▶ _EXTRACTED TEXT_
========
Re: Draft Blog Post on Attribution

Thanks for writing this, Doug! It looks really good over all.

My gut feeling is that it's a bit long. Blog posts are most likely to be
read if they are kept short and succinct. Some of the extra bits seem to be
a bit wonky; we can leave those bits for readers who wish to dig in more to
the actual External Attribution guidelines (which we should link to
prominently at the end). Other bits seem to substantially restate something
covered in an earlier sentence, just with a slightly different perspective
or emphasis.

Further comments inline. None of these are particularly important, just my
personal opinion. Feel free to do with it what you will, including ignore
it. :-)


On Wed, Jan 23, 2013 at 1:53 PM, Doug Schepers <schepers@w3.org> wrote:

> Hi, folks-
>
> Revised from feedback. Please let me know what you think:
>
> ====
>
> ==Credit Where Credit is Due: Content Attribution and Community==
>
> One of Web Platform Docs' core tenets is attribution. Attribution is as
> central to our mission as our founding principles, the 3 Pillars of
> Pragmatism, Inclusion, and Consensus.




> A recent minor snafu on our project resulted in some of the attribution
> being inadvertently removed; it was quickly replaced, but as part of the
> community discussion, we reemphasized the reasons for attribution, so we
> thought we'd share that here.
>

I don't think this line is necessary. It's a slight negative and begs the
question what the snafu was, when what is important is understanding these
attribution principles going forward.
========
▶ _DATA SHOWN_
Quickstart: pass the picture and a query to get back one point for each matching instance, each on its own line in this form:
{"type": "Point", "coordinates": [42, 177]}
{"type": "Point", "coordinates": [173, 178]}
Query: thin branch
========
▶ _SET TASK_
From the email reviewing the draft attribution blog post, extract the stretch from "My gut feeling" through "or emphasis." verbatim.

▶ _EXPECTED ANSWER_
My gut feeling is that it's a bit long. Blog posts are most likely to be
read if they are kept short and succinct. Some of the extra bits seem to be
a bit wonky; we can leave those bits for readers who wish to dig in more to
the actual External Attribution guidelines (which we should link to
prominently at the end). Other bits seem to substantially restate something
covered in an earlier sentence, just with a slightly different perspective
or emphasis.